Задание:
Воспроизведите без каких-либо изменений все строки записей, приведённых ниже.

Записи для задания:

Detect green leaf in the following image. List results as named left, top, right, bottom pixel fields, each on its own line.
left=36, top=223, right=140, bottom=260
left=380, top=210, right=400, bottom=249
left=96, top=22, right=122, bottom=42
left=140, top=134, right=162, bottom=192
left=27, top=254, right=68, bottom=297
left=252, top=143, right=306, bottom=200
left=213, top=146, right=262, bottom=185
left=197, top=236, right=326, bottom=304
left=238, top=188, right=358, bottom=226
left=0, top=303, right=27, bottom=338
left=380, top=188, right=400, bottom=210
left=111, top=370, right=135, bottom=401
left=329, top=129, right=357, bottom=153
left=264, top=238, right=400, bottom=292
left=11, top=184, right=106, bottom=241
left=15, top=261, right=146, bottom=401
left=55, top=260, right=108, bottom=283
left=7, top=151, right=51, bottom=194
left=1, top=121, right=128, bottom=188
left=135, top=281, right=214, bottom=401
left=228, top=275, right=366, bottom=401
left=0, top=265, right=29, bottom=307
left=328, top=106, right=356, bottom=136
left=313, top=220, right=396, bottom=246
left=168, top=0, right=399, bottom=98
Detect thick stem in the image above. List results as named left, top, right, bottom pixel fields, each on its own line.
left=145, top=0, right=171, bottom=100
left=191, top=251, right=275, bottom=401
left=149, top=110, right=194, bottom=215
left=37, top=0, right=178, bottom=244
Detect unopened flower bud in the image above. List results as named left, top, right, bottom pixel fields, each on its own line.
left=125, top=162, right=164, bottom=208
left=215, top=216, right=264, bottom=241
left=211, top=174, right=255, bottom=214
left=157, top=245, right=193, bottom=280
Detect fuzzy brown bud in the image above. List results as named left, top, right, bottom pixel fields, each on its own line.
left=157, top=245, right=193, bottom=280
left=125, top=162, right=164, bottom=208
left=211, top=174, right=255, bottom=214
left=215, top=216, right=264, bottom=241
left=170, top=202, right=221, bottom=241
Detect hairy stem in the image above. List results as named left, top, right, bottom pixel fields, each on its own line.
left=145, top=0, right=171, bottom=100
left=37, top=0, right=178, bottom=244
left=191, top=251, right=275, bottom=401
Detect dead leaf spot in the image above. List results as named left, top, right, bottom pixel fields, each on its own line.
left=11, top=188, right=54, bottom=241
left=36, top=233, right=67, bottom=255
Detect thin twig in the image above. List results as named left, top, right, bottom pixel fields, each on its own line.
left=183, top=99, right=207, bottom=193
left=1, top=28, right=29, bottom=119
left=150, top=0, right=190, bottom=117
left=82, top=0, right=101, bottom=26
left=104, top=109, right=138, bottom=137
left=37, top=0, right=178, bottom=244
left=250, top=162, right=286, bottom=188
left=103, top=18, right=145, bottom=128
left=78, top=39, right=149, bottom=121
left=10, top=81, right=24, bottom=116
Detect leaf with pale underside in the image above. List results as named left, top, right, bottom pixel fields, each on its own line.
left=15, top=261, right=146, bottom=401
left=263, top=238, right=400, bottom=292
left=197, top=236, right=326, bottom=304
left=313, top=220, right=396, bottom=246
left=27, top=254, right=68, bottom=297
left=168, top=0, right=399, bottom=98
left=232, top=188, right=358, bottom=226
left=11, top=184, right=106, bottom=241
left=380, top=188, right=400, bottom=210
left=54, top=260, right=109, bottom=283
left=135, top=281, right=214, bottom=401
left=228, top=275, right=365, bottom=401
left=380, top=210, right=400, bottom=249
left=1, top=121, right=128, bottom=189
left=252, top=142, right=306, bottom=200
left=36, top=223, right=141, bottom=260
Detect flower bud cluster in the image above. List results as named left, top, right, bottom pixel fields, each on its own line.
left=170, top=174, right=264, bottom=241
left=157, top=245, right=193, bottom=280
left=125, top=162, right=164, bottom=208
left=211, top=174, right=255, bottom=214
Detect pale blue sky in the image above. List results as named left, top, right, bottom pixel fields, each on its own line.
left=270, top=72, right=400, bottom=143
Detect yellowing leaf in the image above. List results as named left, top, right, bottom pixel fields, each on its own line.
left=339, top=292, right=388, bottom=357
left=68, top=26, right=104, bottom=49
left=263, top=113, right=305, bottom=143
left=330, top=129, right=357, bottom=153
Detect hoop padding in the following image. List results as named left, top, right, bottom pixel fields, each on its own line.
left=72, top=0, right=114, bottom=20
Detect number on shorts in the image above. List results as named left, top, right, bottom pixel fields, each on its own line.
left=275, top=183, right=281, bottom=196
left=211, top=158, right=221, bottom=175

Ожидаемый результат:
Detect green leaf in the following image. List results as named left, top, right, bottom pixel fields, each on its own line.
left=36, top=223, right=140, bottom=260
left=380, top=210, right=400, bottom=249
left=96, top=22, right=122, bottom=42
left=140, top=134, right=162, bottom=192
left=27, top=254, right=68, bottom=297
left=252, top=143, right=306, bottom=200
left=213, top=146, right=262, bottom=185
left=197, top=236, right=326, bottom=304
left=238, top=188, right=358, bottom=226
left=0, top=303, right=27, bottom=338
left=380, top=188, right=400, bottom=210
left=111, top=370, right=135, bottom=401
left=329, top=129, right=357, bottom=153
left=264, top=238, right=400, bottom=292
left=11, top=184, right=106, bottom=241
left=15, top=261, right=146, bottom=401
left=55, top=260, right=108, bottom=283
left=7, top=151, right=51, bottom=194
left=1, top=121, right=128, bottom=188
left=135, top=281, right=214, bottom=401
left=228, top=275, right=366, bottom=401
left=0, top=265, right=29, bottom=307
left=328, top=106, right=356, bottom=136
left=313, top=220, right=396, bottom=246
left=168, top=0, right=399, bottom=98
Detect thick stem in the image above. List results as named left, top, right, bottom pixel fields, each on its own line.
left=145, top=0, right=171, bottom=100
left=191, top=251, right=275, bottom=401
left=149, top=110, right=194, bottom=215
left=37, top=0, right=178, bottom=244
Detect unopened flower bud in the image above. List results as named left, top, right, bottom pixel fields, each on its own line.
left=125, top=162, right=164, bottom=208
left=215, top=216, right=264, bottom=241
left=211, top=174, right=255, bottom=214
left=157, top=245, right=193, bottom=280
Detect fuzzy brown bud in the image above. List results as named left, top, right, bottom pixel fields, each on its own line.
left=157, top=245, right=193, bottom=280
left=125, top=162, right=164, bottom=208
left=211, top=174, right=255, bottom=214
left=215, top=216, right=264, bottom=241
left=170, top=202, right=221, bottom=241
Detect hairy stem in the image above. List results as named left, top, right, bottom pixel fields, each on its own line.
left=145, top=0, right=171, bottom=100
left=37, top=0, right=178, bottom=244
left=191, top=251, right=275, bottom=401
Detect dead leaf spot in the image above. List results as named left, top, right, bottom pixel fields, each on its own line.
left=11, top=188, right=54, bottom=241
left=36, top=233, right=67, bottom=255
Detect thin twig in the image above. List results as named left, top, right, bottom pixel fields, each on its own line.
left=183, top=99, right=207, bottom=193
left=1, top=28, right=29, bottom=119
left=150, top=0, right=190, bottom=117
left=82, top=0, right=101, bottom=26
left=104, top=109, right=138, bottom=137
left=37, top=0, right=178, bottom=244
left=250, top=162, right=286, bottom=188
left=103, top=18, right=145, bottom=128
left=78, top=39, right=149, bottom=121
left=10, top=81, right=24, bottom=116
Detect leaf with pale underside in the image above. List results as named left, top, right, bottom pixel fields, each on its own line.
left=15, top=261, right=146, bottom=401
left=263, top=238, right=400, bottom=292
left=197, top=236, right=326, bottom=304
left=313, top=220, right=396, bottom=246
left=27, top=254, right=68, bottom=297
left=168, top=0, right=399, bottom=98
left=232, top=188, right=358, bottom=226
left=11, top=184, right=106, bottom=241
left=380, top=188, right=400, bottom=210
left=54, top=260, right=109, bottom=283
left=135, top=281, right=214, bottom=401
left=228, top=275, right=365, bottom=401
left=380, top=210, right=400, bottom=249
left=1, top=121, right=128, bottom=189
left=252, top=142, right=306, bottom=200
left=36, top=223, right=141, bottom=260
Detect flower bud cluster in the image above. List results as named left, top, right, bottom pixel fields, each on its own line.
left=170, top=174, right=264, bottom=241
left=157, top=245, right=193, bottom=280
left=125, top=162, right=164, bottom=208
left=211, top=174, right=255, bottom=214
Detect pale blue sky in the image above. List results as named left, top, right, bottom pixel fields, each on its own line.
left=270, top=72, right=400, bottom=143
Detect yellowing leaf in the image above. List results as named left, top, right, bottom pixel fields, each on its own line.
left=339, top=292, right=388, bottom=357
left=68, top=26, right=104, bottom=49
left=263, top=113, right=305, bottom=143
left=330, top=129, right=357, bottom=153
Detect hoop padding in the following image. List results as named left, top, right, bottom pixel fields, each on its own line.
left=72, top=0, right=114, bottom=20
Detect number on shorts in the image above. List results as named left, top, right, bottom pixel fields, each on its own line.
left=275, top=183, right=281, bottom=196
left=211, top=158, right=221, bottom=175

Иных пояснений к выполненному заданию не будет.